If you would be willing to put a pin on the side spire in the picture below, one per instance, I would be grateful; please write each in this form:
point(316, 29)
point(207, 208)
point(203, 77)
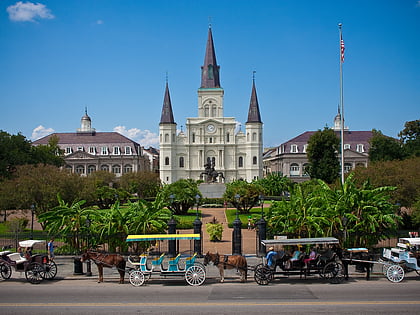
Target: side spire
point(254, 109)
point(167, 116)
point(210, 69)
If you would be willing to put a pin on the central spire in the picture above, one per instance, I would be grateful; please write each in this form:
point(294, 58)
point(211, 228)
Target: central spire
point(210, 69)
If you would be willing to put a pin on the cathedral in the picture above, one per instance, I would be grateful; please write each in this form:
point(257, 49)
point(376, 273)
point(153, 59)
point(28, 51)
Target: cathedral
point(210, 140)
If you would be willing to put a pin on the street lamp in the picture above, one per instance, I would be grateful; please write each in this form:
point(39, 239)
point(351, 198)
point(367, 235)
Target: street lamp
point(237, 197)
point(32, 221)
point(197, 199)
point(88, 264)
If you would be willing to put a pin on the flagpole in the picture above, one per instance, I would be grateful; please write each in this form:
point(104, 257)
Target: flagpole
point(341, 101)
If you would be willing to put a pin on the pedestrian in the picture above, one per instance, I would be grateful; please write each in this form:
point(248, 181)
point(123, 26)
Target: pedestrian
point(51, 249)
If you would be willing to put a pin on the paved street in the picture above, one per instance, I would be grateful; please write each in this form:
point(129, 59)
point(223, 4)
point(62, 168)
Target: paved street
point(70, 294)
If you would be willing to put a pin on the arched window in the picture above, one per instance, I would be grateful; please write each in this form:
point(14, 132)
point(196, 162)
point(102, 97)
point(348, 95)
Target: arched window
point(91, 169)
point(128, 168)
point(116, 169)
point(105, 168)
point(80, 169)
point(241, 162)
point(294, 169)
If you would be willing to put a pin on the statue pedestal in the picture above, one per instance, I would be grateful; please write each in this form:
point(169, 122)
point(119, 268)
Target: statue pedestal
point(212, 190)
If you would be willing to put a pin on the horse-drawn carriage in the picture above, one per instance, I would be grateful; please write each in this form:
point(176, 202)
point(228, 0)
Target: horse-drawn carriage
point(146, 265)
point(36, 267)
point(325, 262)
point(405, 257)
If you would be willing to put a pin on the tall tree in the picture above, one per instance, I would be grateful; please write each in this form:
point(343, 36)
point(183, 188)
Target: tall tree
point(322, 155)
point(383, 148)
point(410, 137)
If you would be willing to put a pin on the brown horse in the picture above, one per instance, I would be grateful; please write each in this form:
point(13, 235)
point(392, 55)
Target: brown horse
point(106, 260)
point(228, 262)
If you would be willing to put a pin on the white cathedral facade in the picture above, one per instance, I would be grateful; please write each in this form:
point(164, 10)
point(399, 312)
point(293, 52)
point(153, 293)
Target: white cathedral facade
point(210, 136)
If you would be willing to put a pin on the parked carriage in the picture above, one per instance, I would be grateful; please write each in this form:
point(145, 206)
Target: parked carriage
point(36, 267)
point(146, 265)
point(326, 263)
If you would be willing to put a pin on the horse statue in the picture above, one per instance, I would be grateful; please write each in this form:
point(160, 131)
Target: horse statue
point(228, 262)
point(210, 172)
point(106, 260)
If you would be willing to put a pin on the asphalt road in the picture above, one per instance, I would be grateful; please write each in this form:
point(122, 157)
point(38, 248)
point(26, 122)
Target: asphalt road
point(77, 295)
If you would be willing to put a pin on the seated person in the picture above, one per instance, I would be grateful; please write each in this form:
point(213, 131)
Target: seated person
point(270, 257)
point(312, 256)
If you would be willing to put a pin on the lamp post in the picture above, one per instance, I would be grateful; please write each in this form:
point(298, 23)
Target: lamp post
point(197, 224)
point(32, 221)
point(262, 229)
point(237, 231)
point(172, 229)
point(88, 263)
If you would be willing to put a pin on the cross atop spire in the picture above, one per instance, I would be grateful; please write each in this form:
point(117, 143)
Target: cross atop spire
point(210, 69)
point(167, 116)
point(254, 109)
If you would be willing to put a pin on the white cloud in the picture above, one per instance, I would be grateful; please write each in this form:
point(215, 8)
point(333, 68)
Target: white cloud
point(145, 137)
point(28, 12)
point(40, 132)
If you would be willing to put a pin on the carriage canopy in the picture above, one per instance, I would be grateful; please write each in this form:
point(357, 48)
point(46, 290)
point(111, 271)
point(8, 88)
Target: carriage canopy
point(301, 241)
point(161, 237)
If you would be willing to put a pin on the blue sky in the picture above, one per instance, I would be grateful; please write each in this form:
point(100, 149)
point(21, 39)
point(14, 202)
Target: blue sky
point(58, 57)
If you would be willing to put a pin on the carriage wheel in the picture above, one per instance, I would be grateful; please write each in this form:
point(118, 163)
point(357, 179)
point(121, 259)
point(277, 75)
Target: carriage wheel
point(395, 273)
point(136, 278)
point(195, 275)
point(5, 271)
point(333, 271)
point(34, 273)
point(50, 271)
point(263, 275)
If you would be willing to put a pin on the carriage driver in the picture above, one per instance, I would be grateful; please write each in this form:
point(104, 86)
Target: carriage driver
point(269, 257)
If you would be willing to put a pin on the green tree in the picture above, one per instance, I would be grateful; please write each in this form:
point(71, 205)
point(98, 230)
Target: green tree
point(184, 192)
point(275, 184)
point(322, 155)
point(143, 184)
point(248, 194)
point(383, 148)
point(410, 137)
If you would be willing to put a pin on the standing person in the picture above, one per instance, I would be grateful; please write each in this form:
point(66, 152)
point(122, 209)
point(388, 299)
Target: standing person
point(51, 249)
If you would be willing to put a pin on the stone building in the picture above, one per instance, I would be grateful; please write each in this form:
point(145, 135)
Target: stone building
point(87, 151)
point(211, 136)
point(290, 158)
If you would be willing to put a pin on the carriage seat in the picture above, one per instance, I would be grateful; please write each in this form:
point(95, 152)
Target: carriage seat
point(173, 263)
point(158, 261)
point(17, 258)
point(190, 261)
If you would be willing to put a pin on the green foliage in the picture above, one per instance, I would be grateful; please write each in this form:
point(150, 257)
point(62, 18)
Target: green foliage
point(215, 231)
point(358, 216)
point(410, 137)
point(249, 194)
point(17, 150)
point(275, 184)
point(383, 148)
point(184, 192)
point(322, 155)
_ _ _ _ _ _ _
§ **WHAT THIS TASK INVOLVES**: Exclude the pictures and repeat the entries word for word.

§ **SOLUTION TO THIS TASK**:
If you would be willing to put a pin on the side spire in the picture below, one per instance, I would be grateful; please write each in this form:
point(316, 29)
point(207, 208)
point(203, 77)
Target: side spire
point(254, 109)
point(167, 116)
point(210, 69)
If you would be willing to put a pin on the central spire in the picture above, one per instance, I would be grateful; please write each in this form:
point(294, 58)
point(211, 228)
Target: central spire
point(210, 69)
If you would be willing to put a pin on the cathedral in the picture above, one per instance, I would be grateful; please write each in this form:
point(257, 49)
point(376, 273)
point(153, 59)
point(28, 51)
Target: cathedral
point(210, 140)
If you would be willing to put a pin on the street lamp in the picture above, one per instance, I would be grateful; please write each in this form:
point(39, 239)
point(351, 198)
point(367, 235)
Target: street lamp
point(237, 197)
point(32, 221)
point(197, 199)
point(88, 264)
If you would be willing to put a pin on the flagpole in the picture above, one per instance, I would be grateful; please write each in this form:
point(104, 257)
Target: flagpole
point(341, 101)
If you would be willing to put a pin on the pedestrian in the picture above, one per instance, I would be grateful; please write each in this form:
point(248, 181)
point(123, 26)
Target: pedestrian
point(51, 249)
If you would be willing to put a pin on the paved street in the picture above, one per instance, I would be grateful; please write each in this form:
point(129, 59)
point(223, 4)
point(62, 168)
Target: paved street
point(70, 294)
If you would be willing to put a pin on the arched window in the picture above, one per instance, I would be grateful; please write each in this form:
point(14, 132)
point(196, 162)
point(102, 97)
point(348, 95)
Target: arched window
point(91, 169)
point(128, 168)
point(116, 169)
point(105, 168)
point(80, 169)
point(241, 162)
point(294, 169)
If you would be willing to put a pin on the statue pedestal in the picture above, one per instance, I would be grateful; please write each in this form:
point(169, 122)
point(119, 268)
Target: statue pedestal
point(212, 190)
If you would be willing to put a pin on the horse-drawn carriage in the picture above, one per instance, I would be grateful; please write each in this form:
point(176, 202)
point(228, 0)
Target: horse-drawn carriage
point(146, 265)
point(36, 267)
point(325, 262)
point(405, 257)
If you would be willing to put a pin on the tall tree in the picture above, one per instance, I would be grateful; please write each in this form:
point(343, 36)
point(183, 188)
Target: tall tree
point(322, 155)
point(383, 148)
point(410, 137)
If you would be willing to put a pin on the brown horse in the picture above, one per instance, I would be grateful; please write each in this form:
point(13, 235)
point(392, 55)
Target: brown horse
point(106, 260)
point(228, 262)
If you would be willing to put a pin on the white cathedral facade in the picture above, one per instance, I would be grateful; please write each in this form:
point(164, 10)
point(399, 312)
point(293, 52)
point(153, 293)
Target: white cathedral facade
point(210, 136)
If you would be willing to put a pin on the parked carriage in the picture above, one per instance, I would be grateful; please write each in this form:
point(145, 206)
Target: parked carriage
point(36, 267)
point(146, 265)
point(326, 263)
If you would be willing to put a pin on the horse statue in the picture above, one per instance, I would be grateful; please write each in this form:
point(160, 131)
Target: horse statue
point(228, 262)
point(210, 172)
point(106, 260)
If you would be willing to put a pin on the asphalt road in the picture above, one per instance, I would be grateful; please write each in this form:
point(122, 157)
point(38, 248)
point(26, 122)
Target: asphalt road
point(77, 295)
If you would be willing to put a pin on the seated person in the picture above, one per instance, I would be grateful; please write each in this form:
point(213, 131)
Target: seated person
point(270, 257)
point(312, 256)
If you would be willing to put a pin on the lamp post in the picture above, one per instance, I would be grateful; please write each in this form:
point(298, 23)
Target: lamp post
point(197, 224)
point(32, 221)
point(262, 229)
point(237, 231)
point(172, 229)
point(88, 263)
If you would be willing to put a pin on the cross atop spire in the picture above, one per instance, I would be grateful; please write each in this form:
point(117, 143)
Target: cross atop spire
point(210, 69)
point(167, 116)
point(254, 109)
If you would be willing to put a pin on the white cloud in the picture above, one per instance, I would be grateful; please write each in this form:
point(215, 8)
point(333, 68)
Target: white cloud
point(145, 137)
point(28, 12)
point(40, 132)
If you would be willing to put a pin on the carriage canopy in the picture above, one per instance, I would be grateful; please write each in this form:
point(357, 48)
point(46, 290)
point(111, 271)
point(8, 88)
Target: carriage canopy
point(301, 241)
point(161, 237)
If you would be willing to put a pin on the blue sky in the picture above, one per instance, I would be grateful; please write each in this form:
point(100, 149)
point(21, 39)
point(14, 202)
Target: blue sky
point(58, 57)
If you would be willing to put a pin on the carriage wheel in the picture above, one per instance, I would be grateful; please write each in this form:
point(118, 163)
point(357, 179)
point(121, 259)
point(277, 75)
Target: carriage wheel
point(395, 273)
point(136, 278)
point(195, 275)
point(5, 271)
point(333, 271)
point(34, 273)
point(50, 271)
point(263, 275)
If you would be willing to put a pin on the carriage driver in the picture above, one per instance, I would be grateful; please write each in this form:
point(104, 86)
Target: carriage driver
point(269, 257)
If you would be willing to put a pin on the green tree in the picture above, one per instance, I would be grateful; please write each in this form:
point(71, 205)
point(98, 230)
Target: green tree
point(184, 192)
point(275, 184)
point(322, 155)
point(143, 184)
point(248, 194)
point(383, 148)
point(410, 137)
If you would be willing to put a pin on the standing person in the picture above, one per instance, I would be grateful; please write each in this form:
point(66, 152)
point(122, 209)
point(388, 299)
Target: standing person
point(51, 249)
If you would be willing to put a pin on the stone building in the picture above, one per instance, I would be grateful; please write each in this form:
point(145, 135)
Target: stone building
point(87, 151)
point(211, 136)
point(290, 158)
If you would be willing to put a pin on the carriage seat in the picture above, one per instance, I would be grateful; please write each in this form:
point(95, 152)
Target: carriage seat
point(173, 263)
point(158, 261)
point(17, 258)
point(190, 261)
If you would be willing to put a pin on the green foliage in the picture above, one per instance, I would be grateful; please write each in this form:
point(150, 257)
point(62, 18)
Target: green foliage
point(215, 231)
point(358, 216)
point(410, 137)
point(249, 194)
point(17, 150)
point(275, 184)
point(383, 148)
point(184, 192)
point(322, 155)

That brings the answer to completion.